begin Document
ENG-W 132: Elementary Composition II

 “This teacher stimulated my thinking and I walked out of the classroom each time knowing something I didn’t know before. I enjoyed the instructor very much.”

-Anonymous student comment in ENG-W 132 (Summer 2013)

I have taught several versions of this second-semester first-year writing course; it is essentially an introduction to research writing that attempts to give students a broad sense of how scholars and researchers in the humanities and social sciences explore problems and write about them from different disciplinary perspectives. With this rather broad pedagogical mission in mind, ENG-W 132 can be “themed” in a number of ways, and I put a great deal of thought into the themes I develop from one semester to the next.

Given current events and student interest, the most recent version of the course (Spring 2017) led students through an exploration of so-called “fake news.” Students gained valuable experience in information literacy by analyzing and writing about the infamous #PizzaGate scandal, concepts such as “digital polarization” and “filter bubbles,” and even important epistemological questions such as “How do we know what we know?” and “Which sources of information can be trusted in the digital age?”

But perhaps the most successful iteration of ENG-W 132—and the version I taught most frequently—was the themed course on work. Late in 2012, spurred on by the difficulties I noticed some of my students were having balancing school with in some cases a full-time workload, I developed a themed section of ENG-W 132 centered on work, employment culture in the US, and “the working life.” Students wrote “working autobiographies”; interviewed friends, family, and community members for their empirical (APA) research writing projects; and read some of the finest statements about work in the twentieth and twenty-first centuries, including excerpts from Barbara Ehrenreich’s Nickel and Dimed: On (Not) Getting by in America and Studs Terkel’s Working: Americans Talk about What They Do All Day and How They Feel about What They Do.

This course also includes a literary analysis component, so I used Down and Out in Paris and London by George Orwell as the novella that provides the basis for students’ MLA literary analysis writing project. (Orwell’s book explores work and survival among the working poor in 1920s and 1930s Europe.) The course evaluations from these courses have generally been stellar, particularly for a first-year writing course: I have even received unsolicited emails from students at the conclusion of the course (see below).
end Document
begin Dataset entries
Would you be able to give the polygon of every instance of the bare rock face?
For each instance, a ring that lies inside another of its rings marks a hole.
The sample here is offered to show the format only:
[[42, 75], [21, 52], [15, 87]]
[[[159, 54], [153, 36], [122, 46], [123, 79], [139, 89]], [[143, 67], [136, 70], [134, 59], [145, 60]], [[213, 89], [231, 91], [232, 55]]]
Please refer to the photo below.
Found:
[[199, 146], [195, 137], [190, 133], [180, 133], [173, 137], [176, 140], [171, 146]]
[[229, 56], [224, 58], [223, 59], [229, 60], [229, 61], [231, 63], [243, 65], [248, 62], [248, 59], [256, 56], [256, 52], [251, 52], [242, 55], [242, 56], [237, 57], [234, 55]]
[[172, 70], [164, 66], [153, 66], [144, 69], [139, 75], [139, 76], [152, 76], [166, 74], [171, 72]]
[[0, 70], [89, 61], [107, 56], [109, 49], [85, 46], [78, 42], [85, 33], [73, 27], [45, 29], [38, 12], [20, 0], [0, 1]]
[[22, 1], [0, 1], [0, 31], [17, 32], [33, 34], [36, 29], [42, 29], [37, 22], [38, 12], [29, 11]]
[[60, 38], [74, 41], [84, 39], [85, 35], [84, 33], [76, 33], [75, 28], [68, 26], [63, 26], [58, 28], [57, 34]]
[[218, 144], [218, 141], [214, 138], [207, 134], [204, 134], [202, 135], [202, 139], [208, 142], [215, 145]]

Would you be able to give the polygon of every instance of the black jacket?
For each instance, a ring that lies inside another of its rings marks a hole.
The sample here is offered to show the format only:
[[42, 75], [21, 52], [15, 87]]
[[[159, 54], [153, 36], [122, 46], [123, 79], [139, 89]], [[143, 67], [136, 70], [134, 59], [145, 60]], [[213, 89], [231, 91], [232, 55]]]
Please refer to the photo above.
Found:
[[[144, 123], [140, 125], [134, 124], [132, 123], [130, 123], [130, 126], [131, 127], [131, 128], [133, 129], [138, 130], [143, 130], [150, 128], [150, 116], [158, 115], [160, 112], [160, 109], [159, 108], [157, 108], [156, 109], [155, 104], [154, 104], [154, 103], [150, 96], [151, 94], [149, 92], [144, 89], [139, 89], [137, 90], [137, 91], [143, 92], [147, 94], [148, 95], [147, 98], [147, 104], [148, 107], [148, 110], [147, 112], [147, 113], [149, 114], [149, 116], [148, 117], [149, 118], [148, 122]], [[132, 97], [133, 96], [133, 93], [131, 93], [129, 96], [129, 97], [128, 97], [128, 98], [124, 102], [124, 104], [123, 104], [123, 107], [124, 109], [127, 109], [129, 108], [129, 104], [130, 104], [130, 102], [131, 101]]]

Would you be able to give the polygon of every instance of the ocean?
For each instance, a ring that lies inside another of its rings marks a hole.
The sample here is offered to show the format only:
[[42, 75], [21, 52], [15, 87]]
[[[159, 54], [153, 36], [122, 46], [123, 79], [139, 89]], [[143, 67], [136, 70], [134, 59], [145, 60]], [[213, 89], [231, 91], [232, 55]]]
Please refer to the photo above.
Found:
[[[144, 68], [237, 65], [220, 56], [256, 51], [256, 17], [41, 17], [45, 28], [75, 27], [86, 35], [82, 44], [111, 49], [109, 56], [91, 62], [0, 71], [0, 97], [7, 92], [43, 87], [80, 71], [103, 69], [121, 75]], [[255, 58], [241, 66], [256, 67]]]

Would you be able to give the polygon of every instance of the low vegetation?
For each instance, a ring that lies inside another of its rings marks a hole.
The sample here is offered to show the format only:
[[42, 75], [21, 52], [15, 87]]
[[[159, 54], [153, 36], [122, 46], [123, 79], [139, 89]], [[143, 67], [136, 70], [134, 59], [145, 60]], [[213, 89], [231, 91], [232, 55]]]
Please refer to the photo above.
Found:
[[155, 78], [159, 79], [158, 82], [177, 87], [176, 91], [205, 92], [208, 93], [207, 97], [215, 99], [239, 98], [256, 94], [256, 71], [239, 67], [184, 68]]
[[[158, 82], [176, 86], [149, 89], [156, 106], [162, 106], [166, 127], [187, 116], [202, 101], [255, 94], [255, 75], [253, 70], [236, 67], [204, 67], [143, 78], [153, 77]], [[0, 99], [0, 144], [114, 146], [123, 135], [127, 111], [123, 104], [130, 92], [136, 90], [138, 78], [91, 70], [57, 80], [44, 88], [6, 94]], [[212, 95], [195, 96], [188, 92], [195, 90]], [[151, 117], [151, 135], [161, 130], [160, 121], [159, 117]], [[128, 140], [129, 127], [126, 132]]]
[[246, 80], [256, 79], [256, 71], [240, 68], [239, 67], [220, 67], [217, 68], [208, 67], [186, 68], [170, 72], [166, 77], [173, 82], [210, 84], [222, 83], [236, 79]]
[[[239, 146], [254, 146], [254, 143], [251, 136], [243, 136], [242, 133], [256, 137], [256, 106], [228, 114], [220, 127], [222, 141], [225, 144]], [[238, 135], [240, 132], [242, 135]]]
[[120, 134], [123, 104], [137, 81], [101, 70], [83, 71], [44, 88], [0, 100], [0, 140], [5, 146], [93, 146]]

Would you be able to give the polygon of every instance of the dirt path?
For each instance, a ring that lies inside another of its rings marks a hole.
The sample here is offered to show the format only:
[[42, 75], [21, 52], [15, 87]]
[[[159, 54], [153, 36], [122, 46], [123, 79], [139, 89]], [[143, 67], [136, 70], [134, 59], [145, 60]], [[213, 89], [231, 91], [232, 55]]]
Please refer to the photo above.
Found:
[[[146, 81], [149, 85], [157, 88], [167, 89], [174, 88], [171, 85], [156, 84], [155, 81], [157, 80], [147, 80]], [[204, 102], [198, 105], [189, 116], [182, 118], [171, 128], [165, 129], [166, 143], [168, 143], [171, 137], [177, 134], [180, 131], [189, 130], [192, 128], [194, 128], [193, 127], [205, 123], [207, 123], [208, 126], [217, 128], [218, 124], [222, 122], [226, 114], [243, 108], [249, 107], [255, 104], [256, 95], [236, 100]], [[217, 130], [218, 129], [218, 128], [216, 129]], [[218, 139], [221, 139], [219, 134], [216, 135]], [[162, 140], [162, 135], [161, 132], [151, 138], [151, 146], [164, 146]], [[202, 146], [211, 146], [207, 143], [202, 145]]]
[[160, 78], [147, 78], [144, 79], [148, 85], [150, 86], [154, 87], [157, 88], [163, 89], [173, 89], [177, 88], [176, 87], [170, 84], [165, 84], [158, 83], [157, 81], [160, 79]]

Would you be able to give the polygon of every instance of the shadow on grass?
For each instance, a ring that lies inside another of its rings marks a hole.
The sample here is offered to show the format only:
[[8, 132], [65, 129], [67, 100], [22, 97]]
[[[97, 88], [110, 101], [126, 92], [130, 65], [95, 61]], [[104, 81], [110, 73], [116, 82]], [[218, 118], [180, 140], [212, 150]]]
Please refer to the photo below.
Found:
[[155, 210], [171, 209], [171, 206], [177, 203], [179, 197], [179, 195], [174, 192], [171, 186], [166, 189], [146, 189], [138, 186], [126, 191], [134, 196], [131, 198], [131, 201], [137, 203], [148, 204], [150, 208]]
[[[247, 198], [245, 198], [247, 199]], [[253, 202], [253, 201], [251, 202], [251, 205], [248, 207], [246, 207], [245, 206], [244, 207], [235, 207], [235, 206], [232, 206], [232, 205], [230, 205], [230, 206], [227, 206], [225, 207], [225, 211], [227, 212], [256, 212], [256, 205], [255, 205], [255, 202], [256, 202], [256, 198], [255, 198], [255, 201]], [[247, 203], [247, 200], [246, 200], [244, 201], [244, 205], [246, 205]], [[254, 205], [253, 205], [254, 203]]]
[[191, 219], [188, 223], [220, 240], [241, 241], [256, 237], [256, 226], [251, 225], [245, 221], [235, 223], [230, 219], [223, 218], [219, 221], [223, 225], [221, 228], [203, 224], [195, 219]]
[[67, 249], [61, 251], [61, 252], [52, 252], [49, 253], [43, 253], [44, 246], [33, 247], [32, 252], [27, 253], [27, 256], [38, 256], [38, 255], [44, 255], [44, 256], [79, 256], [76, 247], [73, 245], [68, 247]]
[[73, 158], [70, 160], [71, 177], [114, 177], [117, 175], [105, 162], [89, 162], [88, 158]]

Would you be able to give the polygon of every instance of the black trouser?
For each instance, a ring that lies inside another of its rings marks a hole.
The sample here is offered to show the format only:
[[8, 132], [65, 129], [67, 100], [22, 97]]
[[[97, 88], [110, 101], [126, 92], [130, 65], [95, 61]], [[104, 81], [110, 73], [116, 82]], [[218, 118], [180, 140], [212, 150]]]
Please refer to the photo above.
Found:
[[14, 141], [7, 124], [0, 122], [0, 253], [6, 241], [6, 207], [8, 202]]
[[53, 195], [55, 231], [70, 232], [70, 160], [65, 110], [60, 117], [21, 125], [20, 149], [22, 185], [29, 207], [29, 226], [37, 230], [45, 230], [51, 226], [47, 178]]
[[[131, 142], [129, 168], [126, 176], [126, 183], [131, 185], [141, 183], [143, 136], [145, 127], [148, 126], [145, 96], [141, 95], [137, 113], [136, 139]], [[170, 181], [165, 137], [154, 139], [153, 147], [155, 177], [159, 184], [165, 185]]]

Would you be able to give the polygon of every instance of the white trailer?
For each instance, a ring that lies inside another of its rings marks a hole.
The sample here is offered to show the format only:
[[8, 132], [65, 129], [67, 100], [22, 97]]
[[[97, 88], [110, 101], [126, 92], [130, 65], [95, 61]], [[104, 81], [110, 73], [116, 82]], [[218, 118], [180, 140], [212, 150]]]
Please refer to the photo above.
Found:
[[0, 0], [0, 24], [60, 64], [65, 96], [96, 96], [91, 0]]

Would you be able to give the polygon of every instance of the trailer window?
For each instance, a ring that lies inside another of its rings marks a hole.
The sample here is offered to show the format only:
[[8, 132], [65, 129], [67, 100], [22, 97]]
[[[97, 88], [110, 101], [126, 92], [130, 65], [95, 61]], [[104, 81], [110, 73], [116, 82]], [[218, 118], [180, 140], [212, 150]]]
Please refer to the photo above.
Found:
end Dataset entries
Exercises:
(1) In the ENG-W 132 course description, which book served as the basis for the MLA literary analysis writing project?
(2) Write the next part of the ENG-W 132 course description, picking up after its last sentence.
The data has no connection to the ENG-W 132 course description.

Exercise answers:
(1) George Orwell's Down and Out in Paris and London.

(2)
Several students have been critical about the amount of reading and writing required in the 6-week summer sections of ENG-W 132, as well as its counterpart ENG-W 131 (see qualitative comments below). My philosophy has always been that there must be consistency among all sections of ENG-W 132, whether taught in the traditional 16-week semester format or in the compressed 6-week summer course. However, I do have some concerns about whether the summer sections of ENG-W 132 are a sound option for many of our students, and I have worked with Academic Advising to identify and encourage stronger students in writing to enroll in both summer sections and online sections of writing. (In 2013, I developed a handout and distributed it to Academic Advising that provides some basic guidelines for placing students in 6-week, 8-week, hybrid, and online sections of first-year writing.) Ultimately, however, the choice is completely up to the individual student. I am not opposed to exploring the idea of phasing out the 6-week summer sections of writing courses for the simple reason that students need as much exposure to the writing process as possible, as well as the time to reflect on their process and their works-in-progress, and I am not convinced that this format achieves that goal for many students.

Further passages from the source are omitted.